◆ Work to be completed: Could you rewrite every line of the data below as a numbered list, leaving out any blank lines?

Source records
+ + + +

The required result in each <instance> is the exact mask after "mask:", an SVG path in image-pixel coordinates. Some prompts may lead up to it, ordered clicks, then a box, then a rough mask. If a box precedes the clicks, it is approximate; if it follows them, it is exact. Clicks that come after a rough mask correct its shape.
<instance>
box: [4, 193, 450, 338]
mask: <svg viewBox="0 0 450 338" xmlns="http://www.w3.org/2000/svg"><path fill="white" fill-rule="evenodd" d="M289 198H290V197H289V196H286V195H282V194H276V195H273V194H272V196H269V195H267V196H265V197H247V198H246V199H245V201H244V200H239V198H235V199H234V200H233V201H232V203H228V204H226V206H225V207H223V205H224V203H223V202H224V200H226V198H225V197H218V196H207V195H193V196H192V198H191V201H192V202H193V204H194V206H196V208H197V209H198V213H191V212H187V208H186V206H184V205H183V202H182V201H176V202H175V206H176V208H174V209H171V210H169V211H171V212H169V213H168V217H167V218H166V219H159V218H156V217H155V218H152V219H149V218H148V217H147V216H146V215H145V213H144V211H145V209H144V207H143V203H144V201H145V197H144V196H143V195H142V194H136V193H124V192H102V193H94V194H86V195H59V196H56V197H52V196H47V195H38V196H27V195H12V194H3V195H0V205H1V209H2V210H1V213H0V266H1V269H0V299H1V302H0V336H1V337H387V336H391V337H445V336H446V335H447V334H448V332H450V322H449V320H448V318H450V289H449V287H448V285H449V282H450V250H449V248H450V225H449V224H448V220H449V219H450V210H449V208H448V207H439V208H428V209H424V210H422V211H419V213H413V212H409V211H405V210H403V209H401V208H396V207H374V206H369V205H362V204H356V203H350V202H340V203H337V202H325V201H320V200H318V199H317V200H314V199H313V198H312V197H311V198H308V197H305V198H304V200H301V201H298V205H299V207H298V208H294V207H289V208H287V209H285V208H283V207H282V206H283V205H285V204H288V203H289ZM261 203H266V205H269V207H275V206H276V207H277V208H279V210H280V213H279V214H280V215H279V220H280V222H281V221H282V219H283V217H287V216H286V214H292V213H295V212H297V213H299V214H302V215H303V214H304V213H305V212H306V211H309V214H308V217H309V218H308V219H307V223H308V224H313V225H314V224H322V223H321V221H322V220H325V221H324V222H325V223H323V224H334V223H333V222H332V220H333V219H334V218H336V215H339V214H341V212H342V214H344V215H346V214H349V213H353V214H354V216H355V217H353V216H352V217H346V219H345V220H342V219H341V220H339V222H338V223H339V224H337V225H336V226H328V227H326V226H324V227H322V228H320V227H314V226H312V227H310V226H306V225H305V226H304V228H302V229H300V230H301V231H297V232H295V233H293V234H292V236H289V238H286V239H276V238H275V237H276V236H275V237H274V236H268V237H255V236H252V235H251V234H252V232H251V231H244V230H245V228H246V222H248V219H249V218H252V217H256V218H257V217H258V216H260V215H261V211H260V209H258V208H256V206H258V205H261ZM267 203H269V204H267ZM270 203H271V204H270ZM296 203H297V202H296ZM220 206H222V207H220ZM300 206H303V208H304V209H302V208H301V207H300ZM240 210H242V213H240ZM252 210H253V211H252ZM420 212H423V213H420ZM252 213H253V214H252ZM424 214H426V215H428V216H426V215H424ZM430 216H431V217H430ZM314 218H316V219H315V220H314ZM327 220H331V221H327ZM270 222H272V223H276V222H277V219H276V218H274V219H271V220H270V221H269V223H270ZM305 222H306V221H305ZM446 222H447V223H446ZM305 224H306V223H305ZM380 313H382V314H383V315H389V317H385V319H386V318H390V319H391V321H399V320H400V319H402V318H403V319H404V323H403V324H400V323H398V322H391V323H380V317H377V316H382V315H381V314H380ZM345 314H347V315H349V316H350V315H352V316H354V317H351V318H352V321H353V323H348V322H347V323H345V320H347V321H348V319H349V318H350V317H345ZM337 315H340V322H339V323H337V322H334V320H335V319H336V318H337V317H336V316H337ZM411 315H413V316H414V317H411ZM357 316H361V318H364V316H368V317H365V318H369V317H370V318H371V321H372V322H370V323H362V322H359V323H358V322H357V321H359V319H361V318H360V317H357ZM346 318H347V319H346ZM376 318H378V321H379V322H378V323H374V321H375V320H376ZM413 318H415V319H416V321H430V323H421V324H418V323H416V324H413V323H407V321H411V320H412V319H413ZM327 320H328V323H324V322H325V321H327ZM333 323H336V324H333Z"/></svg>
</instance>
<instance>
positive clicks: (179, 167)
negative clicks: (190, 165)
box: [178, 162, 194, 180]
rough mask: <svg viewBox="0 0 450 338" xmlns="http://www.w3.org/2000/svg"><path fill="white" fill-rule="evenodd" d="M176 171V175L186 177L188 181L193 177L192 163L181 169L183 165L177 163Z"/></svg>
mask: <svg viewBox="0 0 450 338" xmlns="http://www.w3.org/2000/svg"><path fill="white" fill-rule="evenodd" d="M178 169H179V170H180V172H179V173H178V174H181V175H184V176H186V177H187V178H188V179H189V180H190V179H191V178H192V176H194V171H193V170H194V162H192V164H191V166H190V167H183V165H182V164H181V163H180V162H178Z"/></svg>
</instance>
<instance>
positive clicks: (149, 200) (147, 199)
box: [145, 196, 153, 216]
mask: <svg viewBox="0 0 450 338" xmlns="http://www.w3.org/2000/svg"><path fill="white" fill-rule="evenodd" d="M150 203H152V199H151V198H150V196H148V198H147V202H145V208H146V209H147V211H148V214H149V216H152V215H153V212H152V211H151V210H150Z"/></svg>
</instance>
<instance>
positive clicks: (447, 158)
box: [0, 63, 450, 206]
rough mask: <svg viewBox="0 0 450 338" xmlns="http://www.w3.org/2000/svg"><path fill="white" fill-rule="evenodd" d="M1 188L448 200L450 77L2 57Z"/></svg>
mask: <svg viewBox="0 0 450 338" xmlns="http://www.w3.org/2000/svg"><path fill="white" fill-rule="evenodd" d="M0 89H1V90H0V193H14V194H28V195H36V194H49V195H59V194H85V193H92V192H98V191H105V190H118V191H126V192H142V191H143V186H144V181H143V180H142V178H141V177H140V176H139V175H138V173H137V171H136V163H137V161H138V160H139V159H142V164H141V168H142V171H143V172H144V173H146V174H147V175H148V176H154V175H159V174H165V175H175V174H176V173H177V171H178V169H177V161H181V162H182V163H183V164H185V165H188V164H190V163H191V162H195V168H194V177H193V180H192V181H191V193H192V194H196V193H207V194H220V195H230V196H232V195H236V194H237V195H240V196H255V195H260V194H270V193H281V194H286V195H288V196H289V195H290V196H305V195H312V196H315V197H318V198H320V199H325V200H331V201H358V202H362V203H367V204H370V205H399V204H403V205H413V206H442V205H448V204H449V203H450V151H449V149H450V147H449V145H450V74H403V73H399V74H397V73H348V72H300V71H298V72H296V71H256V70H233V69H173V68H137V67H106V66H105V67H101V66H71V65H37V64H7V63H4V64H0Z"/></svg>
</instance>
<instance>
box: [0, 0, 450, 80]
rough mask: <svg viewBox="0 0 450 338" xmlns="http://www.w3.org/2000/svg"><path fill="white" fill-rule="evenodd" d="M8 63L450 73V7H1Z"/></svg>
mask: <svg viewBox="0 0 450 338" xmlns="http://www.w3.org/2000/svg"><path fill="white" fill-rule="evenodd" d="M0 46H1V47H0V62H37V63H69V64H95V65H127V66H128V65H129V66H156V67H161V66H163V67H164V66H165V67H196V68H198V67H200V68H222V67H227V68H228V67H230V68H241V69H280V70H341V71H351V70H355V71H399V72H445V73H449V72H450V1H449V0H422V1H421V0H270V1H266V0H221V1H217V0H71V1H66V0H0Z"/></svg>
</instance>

+ + + +

◆ Solution to this problem:
1. The required result in each <instance> is the exact mask after "mask:", an SVG path in image-pixel coordinates. Some prompts may lead up to it, ordered clicks, then a box, then a rough mask. If a box precedes the clicks, it is approximate; if it follows them, it is exact. Clicks that come after a rough mask correct its shape.
2. <instance>
3. box: [4, 193, 450, 338]
4. mask: <svg viewBox="0 0 450 338" xmlns="http://www.w3.org/2000/svg"><path fill="white" fill-rule="evenodd" d="M289 198H290V197H289V196H286V195H282V194H276V195H273V194H272V196H269V195H267V196H265V197H247V198H246V199H245V201H244V200H239V198H235V199H234V200H233V201H232V203H228V204H226V206H225V207H223V205H224V203H223V202H224V200H226V198H225V197H218V196H207V195H193V196H192V198H191V201H192V202H193V204H194V206H196V208H197V209H198V213H191V212H187V208H186V206H184V205H183V202H182V201H176V202H175V206H176V208H174V209H171V210H169V211H171V212H169V213H168V217H167V218H166V219H159V218H156V217H155V218H152V219H149V218H148V217H147V216H146V215H145V213H144V211H145V209H144V207H143V203H144V201H145V197H144V196H143V195H142V194H136V193H124V192H102V193H94V194H86V195H59V196H56V197H52V196H47V195H38V196H27V195H12V194H3V195H0V205H1V209H2V210H1V213H0V266H1V269H0V299H1V302H0V336H1V337H387V336H391V337H445V336H446V335H447V334H448V332H450V322H449V320H448V318H450V289H449V287H448V285H449V282H450V250H449V248H450V225H449V224H448V220H449V219H450V210H449V208H448V207H439V208H428V209H424V210H422V211H419V213H413V212H409V211H405V210H403V209H401V208H396V207H374V206H369V205H362V204H356V203H350V202H340V203H337V202H325V201H320V200H318V199H317V200H314V199H313V198H312V197H311V198H308V197H305V198H304V200H301V201H298V205H299V207H298V208H294V207H289V208H287V209H285V208H283V207H282V206H283V205H285V204H288V203H289ZM261 203H266V205H269V207H275V206H276V207H277V208H279V210H280V213H279V214H280V215H279V220H280V222H281V221H282V219H283V217H287V216H286V214H292V213H295V212H297V213H299V214H302V215H303V214H304V213H305V212H306V211H309V214H308V217H309V218H308V219H307V223H308V224H313V225H314V224H322V223H321V221H322V220H325V221H324V222H325V223H323V224H334V223H333V222H332V220H333V219H334V218H336V215H339V214H341V212H342V214H344V215H346V214H349V213H353V214H354V216H355V217H353V216H352V217H346V219H345V220H342V219H341V220H339V222H338V223H339V224H337V225H336V226H328V227H326V226H324V227H322V228H320V227H314V226H312V227H310V226H306V225H305V226H304V228H302V229H300V230H301V231H297V232H295V233H293V234H292V236H289V238H286V239H276V238H275V237H276V236H275V237H274V236H268V237H255V236H252V235H251V234H252V232H251V231H244V230H245V228H246V222H248V219H249V218H252V217H256V218H257V217H258V216H260V215H261V211H260V209H258V208H256V206H258V205H261ZM267 203H269V204H267ZM270 203H271V204H270ZM296 203H297V202H296ZM220 206H222V207H220ZM300 206H303V208H304V209H302V208H301V207H300ZM240 210H242V213H240ZM252 210H253V211H252ZM420 212H423V213H420ZM252 213H253V214H252ZM424 214H426V215H428V216H426V215H424ZM430 216H431V217H430ZM314 218H316V219H315V220H314ZM327 220H331V221H327ZM270 222H272V223H276V222H277V219H276V218H274V219H271V220H270V221H269V223H270ZM305 222H306V221H305ZM446 222H447V223H446ZM305 224H306V223H305ZM380 313H382V314H383V315H389V317H385V319H386V318H390V319H391V321H399V320H400V319H402V318H403V319H404V323H403V324H400V323H398V322H391V323H380V317H377V316H382V315H381V314H380ZM345 314H347V315H349V316H350V315H352V316H354V317H351V318H352V321H353V323H348V322H347V323H345V320H347V321H348V319H349V318H350V317H345ZM337 315H340V322H339V323H337V322H334V320H335V319H336V318H337V317H336V316H337ZM411 315H413V316H414V317H411ZM357 316H361V318H364V316H368V317H365V318H369V317H370V318H371V321H372V322H370V323H362V322H359V323H358V322H357V321H359V319H361V318H360V317H357ZM346 318H347V319H346ZM376 318H378V321H379V322H378V323H374V321H375V320H376ZM413 318H415V319H416V321H430V323H421V324H418V323H416V324H413V323H407V321H411V320H412V319H413ZM327 320H328V323H324V322H325V321H327ZM333 323H336V324H333Z"/></svg>
5. </instance>
6. <instance>
7. positive clicks: (179, 167)
8. negative clicks: (190, 165)
9. box: [178, 162, 194, 180]
10. rough mask: <svg viewBox="0 0 450 338" xmlns="http://www.w3.org/2000/svg"><path fill="white" fill-rule="evenodd" d="M176 171V175L186 177L188 181L193 177L192 163L181 169L183 165L177 163Z"/></svg>
11. mask: <svg viewBox="0 0 450 338" xmlns="http://www.w3.org/2000/svg"><path fill="white" fill-rule="evenodd" d="M178 169H179V170H180V172H179V173H178V174H181V175H184V176H186V177H187V178H188V179H189V180H190V179H191V178H192V176H194V171H193V170H194V162H192V164H191V166H190V167H183V165H182V164H181V163H180V162H178Z"/></svg>
12. </instance>
13. <instance>
14. positive clicks: (149, 200) (147, 199)
15. box: [145, 196, 153, 216]
16. mask: <svg viewBox="0 0 450 338" xmlns="http://www.w3.org/2000/svg"><path fill="white" fill-rule="evenodd" d="M150 203H152V199H151V198H150V196H148V198H147V202H145V208H146V209H147V211H148V214H149V216H152V215H153V212H152V211H151V210H150Z"/></svg>
17. </instance>
18. <instance>
19. positive clicks: (447, 158)
20. box: [0, 63, 450, 206]
21. rough mask: <svg viewBox="0 0 450 338" xmlns="http://www.w3.org/2000/svg"><path fill="white" fill-rule="evenodd" d="M1 188L448 200L450 77L2 57Z"/></svg>
22. mask: <svg viewBox="0 0 450 338" xmlns="http://www.w3.org/2000/svg"><path fill="white" fill-rule="evenodd" d="M0 89H1V90H0V193H14V194H28V195H36V194H49V195H59V194H85V193H92V192H98V191H105V190H118V191H126V192H142V191H143V186H144V181H143V180H142V178H141V177H140V176H139V175H138V173H137V171H136V163H137V161H138V160H139V159H142V164H141V168H142V171H143V172H144V173H146V174H147V175H148V176H154V175H159V174H165V175H175V174H176V173H177V171H178V169H177V161H181V162H182V163H183V164H185V165H188V164H190V163H191V162H195V168H194V177H193V180H192V181H191V193H192V194H196V193H207V194H220V195H230V196H232V195H236V194H237V195H240V196H255V195H260V194H270V193H281V194H286V195H288V196H289V195H290V196H305V195H312V196H315V197H318V198H320V199H325V200H331V201H358V202H362V203H367V204H370V205H399V204H403V205H413V206H442V205H448V204H449V203H450V151H449V149H450V147H449V145H450V74H403V73H399V74H397V73H348V72H300V71H298V72H296V71H256V70H233V69H173V68H137V67H106V66H105V67H101V66H71V65H37V64H7V63H4V64H0Z"/></svg>
23. </instance>
24. <instance>
25. box: [0, 0, 450, 80]
26. rough mask: <svg viewBox="0 0 450 338" xmlns="http://www.w3.org/2000/svg"><path fill="white" fill-rule="evenodd" d="M8 63L450 73V7H1Z"/></svg>
27. mask: <svg viewBox="0 0 450 338" xmlns="http://www.w3.org/2000/svg"><path fill="white" fill-rule="evenodd" d="M0 46H1V47H0V62H37V63H69V64H95V65H127V66H128V65H129V66H156V67H161V66H163V67H164V66H165V67H196V68H198V67H200V68H222V67H227V68H228V67H230V68H241V69H280V70H341V71H351V70H355V71H399V72H445V73H449V72H450V1H449V0H422V1H421V0H270V1H266V0H221V1H217V0H71V1H66V0H0Z"/></svg>
28. </instance>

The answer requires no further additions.